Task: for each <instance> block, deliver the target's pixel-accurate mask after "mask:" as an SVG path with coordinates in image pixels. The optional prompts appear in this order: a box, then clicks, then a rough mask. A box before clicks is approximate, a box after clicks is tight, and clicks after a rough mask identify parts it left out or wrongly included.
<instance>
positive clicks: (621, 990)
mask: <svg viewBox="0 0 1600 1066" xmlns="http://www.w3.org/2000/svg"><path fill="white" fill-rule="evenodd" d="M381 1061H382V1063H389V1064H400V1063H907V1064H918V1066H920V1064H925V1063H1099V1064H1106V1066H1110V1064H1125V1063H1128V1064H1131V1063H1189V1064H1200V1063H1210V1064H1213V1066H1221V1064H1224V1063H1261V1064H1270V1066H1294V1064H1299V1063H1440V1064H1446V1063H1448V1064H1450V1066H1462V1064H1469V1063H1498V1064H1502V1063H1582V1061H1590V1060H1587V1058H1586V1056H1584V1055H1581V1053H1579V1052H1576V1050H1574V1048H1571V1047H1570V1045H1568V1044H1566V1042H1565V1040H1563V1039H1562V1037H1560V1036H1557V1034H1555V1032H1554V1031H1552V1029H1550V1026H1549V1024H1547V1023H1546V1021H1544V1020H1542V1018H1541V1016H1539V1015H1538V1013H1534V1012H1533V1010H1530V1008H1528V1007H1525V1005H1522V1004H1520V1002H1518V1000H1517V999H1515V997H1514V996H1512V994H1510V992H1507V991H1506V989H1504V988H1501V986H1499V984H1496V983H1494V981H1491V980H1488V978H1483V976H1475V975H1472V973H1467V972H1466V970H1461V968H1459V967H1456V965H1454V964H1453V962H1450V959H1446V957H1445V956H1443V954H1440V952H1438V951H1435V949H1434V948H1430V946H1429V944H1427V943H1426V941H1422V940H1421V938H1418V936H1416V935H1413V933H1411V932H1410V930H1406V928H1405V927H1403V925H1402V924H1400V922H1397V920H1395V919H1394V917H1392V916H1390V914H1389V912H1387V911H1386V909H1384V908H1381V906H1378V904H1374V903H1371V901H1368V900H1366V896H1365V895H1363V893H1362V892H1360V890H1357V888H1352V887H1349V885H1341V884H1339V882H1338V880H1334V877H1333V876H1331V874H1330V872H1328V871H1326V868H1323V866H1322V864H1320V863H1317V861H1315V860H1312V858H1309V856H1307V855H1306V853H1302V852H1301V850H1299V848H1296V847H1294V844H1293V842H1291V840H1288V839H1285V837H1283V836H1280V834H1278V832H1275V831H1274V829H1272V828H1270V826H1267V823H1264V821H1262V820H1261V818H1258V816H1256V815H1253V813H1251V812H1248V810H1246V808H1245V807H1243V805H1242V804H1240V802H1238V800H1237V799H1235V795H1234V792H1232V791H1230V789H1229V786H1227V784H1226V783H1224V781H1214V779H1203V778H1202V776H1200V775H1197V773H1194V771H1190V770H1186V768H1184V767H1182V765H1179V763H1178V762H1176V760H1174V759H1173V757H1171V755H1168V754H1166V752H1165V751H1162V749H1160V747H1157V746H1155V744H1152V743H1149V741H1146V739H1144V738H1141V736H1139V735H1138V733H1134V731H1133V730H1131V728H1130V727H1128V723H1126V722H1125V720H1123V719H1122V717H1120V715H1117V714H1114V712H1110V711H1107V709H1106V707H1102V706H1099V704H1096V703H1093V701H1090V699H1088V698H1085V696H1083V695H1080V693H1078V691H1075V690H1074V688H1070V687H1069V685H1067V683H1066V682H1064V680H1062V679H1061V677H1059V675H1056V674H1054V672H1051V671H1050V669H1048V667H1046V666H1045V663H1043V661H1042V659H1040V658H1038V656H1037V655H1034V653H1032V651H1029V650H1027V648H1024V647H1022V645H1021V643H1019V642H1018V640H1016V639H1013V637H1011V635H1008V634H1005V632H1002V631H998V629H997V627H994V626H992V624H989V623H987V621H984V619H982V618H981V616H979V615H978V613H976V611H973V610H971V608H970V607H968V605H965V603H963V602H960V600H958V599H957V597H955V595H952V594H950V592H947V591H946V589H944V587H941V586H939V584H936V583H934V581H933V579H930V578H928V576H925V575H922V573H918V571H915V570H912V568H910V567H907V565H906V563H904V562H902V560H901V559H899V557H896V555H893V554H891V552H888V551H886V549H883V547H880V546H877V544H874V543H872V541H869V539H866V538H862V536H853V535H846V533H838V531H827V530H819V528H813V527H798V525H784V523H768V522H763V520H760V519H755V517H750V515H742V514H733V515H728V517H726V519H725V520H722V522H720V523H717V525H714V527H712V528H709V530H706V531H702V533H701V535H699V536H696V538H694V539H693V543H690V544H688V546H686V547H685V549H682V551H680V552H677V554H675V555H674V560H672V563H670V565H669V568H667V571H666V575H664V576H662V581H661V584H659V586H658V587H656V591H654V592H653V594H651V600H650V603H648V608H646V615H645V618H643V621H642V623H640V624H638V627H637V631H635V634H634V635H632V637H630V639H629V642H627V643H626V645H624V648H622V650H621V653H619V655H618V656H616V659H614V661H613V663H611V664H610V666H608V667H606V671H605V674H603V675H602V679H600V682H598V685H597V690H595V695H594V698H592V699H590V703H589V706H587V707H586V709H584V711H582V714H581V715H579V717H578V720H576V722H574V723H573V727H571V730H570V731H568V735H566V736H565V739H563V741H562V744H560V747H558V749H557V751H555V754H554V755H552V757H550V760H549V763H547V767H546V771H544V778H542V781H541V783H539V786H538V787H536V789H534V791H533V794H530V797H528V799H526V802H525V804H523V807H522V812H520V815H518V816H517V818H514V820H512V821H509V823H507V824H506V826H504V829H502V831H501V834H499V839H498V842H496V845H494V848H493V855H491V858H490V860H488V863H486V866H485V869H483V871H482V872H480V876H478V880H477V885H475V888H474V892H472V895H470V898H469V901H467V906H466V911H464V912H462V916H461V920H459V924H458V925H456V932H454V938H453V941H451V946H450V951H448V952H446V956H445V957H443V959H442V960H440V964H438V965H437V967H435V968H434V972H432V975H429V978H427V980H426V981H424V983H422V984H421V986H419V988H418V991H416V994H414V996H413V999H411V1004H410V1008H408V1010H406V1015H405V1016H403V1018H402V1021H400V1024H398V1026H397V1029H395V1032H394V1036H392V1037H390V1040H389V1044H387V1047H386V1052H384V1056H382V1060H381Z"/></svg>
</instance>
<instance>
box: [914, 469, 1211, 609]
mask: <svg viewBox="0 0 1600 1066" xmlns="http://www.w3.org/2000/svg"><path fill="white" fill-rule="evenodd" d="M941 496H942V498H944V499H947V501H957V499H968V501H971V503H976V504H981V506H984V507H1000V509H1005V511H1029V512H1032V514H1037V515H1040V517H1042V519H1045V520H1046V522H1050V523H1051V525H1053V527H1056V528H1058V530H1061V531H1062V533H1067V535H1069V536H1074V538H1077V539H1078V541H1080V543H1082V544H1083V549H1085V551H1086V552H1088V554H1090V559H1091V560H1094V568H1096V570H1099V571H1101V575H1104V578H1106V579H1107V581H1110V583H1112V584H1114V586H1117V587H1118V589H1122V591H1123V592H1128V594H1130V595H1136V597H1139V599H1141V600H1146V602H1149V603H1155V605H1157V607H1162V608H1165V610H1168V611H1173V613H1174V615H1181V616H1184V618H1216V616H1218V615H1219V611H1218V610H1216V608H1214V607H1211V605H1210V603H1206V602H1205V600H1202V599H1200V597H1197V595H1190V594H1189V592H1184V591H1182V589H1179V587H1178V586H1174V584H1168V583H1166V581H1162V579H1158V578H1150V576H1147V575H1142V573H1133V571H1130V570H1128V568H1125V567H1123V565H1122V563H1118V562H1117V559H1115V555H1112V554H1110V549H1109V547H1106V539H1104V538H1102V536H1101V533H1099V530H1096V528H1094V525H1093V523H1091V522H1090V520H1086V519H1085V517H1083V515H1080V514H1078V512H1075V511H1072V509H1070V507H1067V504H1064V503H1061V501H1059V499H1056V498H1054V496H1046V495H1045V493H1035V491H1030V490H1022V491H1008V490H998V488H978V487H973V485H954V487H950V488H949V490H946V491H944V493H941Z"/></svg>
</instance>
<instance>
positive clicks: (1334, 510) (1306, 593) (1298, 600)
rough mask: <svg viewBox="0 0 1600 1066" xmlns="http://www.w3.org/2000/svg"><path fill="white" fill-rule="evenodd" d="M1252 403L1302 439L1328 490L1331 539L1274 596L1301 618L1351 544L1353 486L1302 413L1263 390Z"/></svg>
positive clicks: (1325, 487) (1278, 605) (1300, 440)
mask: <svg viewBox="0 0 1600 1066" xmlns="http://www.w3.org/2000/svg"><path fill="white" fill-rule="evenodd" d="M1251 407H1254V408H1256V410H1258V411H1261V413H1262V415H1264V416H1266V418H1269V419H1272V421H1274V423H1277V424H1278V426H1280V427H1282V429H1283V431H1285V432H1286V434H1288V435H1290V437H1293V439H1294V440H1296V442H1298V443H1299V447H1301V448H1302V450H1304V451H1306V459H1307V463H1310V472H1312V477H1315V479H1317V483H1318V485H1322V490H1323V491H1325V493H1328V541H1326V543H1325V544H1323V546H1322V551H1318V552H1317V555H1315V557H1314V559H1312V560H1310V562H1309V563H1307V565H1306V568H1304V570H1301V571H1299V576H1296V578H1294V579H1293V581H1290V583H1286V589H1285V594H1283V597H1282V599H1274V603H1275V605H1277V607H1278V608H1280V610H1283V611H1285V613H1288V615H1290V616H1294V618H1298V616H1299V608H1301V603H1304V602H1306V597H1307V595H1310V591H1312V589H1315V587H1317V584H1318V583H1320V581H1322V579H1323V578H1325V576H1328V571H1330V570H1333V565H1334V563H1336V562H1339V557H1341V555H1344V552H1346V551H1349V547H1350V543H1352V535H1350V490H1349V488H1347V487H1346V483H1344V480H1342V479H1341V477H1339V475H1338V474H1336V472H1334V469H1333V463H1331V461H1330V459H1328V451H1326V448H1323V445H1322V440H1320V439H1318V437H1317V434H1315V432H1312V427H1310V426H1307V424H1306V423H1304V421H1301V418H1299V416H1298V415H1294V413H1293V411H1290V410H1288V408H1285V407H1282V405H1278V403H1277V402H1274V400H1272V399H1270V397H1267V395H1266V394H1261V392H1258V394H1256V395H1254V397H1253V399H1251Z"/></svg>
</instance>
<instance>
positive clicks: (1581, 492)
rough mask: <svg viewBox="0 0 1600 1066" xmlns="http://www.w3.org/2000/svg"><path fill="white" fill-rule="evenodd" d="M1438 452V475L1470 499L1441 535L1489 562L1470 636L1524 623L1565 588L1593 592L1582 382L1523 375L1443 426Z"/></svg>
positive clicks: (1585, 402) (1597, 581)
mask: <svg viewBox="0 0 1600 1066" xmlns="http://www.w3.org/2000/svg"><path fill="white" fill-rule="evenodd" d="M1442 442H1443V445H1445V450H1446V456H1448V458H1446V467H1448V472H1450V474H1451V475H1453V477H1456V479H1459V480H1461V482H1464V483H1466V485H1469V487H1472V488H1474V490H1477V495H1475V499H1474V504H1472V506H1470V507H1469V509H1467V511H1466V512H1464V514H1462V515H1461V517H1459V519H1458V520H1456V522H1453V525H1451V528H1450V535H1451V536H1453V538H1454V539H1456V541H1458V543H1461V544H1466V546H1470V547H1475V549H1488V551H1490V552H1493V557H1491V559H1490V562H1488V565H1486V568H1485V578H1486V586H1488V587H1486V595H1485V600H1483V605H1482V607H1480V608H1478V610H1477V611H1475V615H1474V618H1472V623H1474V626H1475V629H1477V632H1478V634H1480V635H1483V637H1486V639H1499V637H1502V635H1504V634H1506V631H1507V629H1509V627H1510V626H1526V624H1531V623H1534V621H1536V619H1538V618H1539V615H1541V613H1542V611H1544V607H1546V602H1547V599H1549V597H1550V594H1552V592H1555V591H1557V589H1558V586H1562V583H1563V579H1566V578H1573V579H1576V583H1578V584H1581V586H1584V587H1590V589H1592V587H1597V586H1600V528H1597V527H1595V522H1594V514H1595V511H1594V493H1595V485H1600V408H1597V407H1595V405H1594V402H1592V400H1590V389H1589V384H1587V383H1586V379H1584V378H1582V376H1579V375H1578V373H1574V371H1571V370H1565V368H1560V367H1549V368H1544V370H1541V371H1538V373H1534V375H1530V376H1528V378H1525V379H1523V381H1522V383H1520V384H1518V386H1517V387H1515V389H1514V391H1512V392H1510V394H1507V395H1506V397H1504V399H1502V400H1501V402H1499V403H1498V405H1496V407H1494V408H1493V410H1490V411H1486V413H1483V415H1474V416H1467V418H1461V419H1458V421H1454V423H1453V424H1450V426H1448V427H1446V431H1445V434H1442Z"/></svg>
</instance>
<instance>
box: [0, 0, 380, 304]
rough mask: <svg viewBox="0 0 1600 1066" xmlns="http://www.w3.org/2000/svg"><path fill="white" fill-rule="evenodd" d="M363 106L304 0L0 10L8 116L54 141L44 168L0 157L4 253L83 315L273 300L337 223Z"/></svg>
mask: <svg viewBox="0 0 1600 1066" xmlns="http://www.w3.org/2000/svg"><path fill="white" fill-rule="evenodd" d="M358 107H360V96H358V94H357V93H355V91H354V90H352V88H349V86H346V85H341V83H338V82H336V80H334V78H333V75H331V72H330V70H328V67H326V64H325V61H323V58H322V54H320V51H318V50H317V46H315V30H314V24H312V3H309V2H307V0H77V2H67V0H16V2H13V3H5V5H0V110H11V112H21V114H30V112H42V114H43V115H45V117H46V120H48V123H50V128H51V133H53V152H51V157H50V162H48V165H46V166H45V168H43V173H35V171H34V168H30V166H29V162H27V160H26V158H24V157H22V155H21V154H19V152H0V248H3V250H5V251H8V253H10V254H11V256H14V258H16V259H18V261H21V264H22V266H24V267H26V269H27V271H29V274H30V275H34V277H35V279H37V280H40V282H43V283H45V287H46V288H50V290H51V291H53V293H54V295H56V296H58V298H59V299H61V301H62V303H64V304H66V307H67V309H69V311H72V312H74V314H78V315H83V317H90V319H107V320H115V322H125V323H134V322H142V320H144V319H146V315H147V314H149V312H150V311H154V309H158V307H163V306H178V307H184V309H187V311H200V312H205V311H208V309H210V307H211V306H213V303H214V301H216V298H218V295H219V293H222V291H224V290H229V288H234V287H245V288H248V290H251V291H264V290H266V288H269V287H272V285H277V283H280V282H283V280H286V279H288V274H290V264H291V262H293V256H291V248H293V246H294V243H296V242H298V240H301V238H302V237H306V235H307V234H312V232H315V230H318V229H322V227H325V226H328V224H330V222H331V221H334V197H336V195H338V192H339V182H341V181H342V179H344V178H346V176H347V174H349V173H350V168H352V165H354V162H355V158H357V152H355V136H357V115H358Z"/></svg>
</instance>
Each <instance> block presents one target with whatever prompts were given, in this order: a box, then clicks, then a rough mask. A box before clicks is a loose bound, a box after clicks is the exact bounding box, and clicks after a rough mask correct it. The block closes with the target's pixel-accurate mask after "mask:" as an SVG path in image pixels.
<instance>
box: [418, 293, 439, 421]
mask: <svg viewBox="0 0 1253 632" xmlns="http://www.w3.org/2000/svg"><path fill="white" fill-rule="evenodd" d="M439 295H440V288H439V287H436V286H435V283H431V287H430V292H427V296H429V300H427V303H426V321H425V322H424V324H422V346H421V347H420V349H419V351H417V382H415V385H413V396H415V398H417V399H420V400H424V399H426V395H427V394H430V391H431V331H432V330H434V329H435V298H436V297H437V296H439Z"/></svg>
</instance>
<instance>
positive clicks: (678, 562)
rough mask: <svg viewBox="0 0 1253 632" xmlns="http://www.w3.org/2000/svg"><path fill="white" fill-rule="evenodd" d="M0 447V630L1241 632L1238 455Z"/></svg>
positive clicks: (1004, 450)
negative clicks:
..........
YOUR INSTRUCTIONS: Would you report every line of the entries above containing the word "pixel"?

RESULT:
Task: for each <instance> block, deliver the target's pixel-accurate mask after "mask:" as an SVG path with coordinates in image pixels. The optional prompts appear in this order: a box, then clicks, then a rough mask. A box before clicks is approximate, a box after clicks is tight, and clicks after a rough mask identify parts it left out or wrongly included.
Each <instance> block presents one target with whatever prompts were given, in this order: a box, then clicks, then a rough mask. A box before clicks is a loose bound, a box after clicks is the exact bounding box, and clicks after a rough mask correct it. The block closes with the target's pixel-accurate mask after "mask:" as an SVG path in image pixels.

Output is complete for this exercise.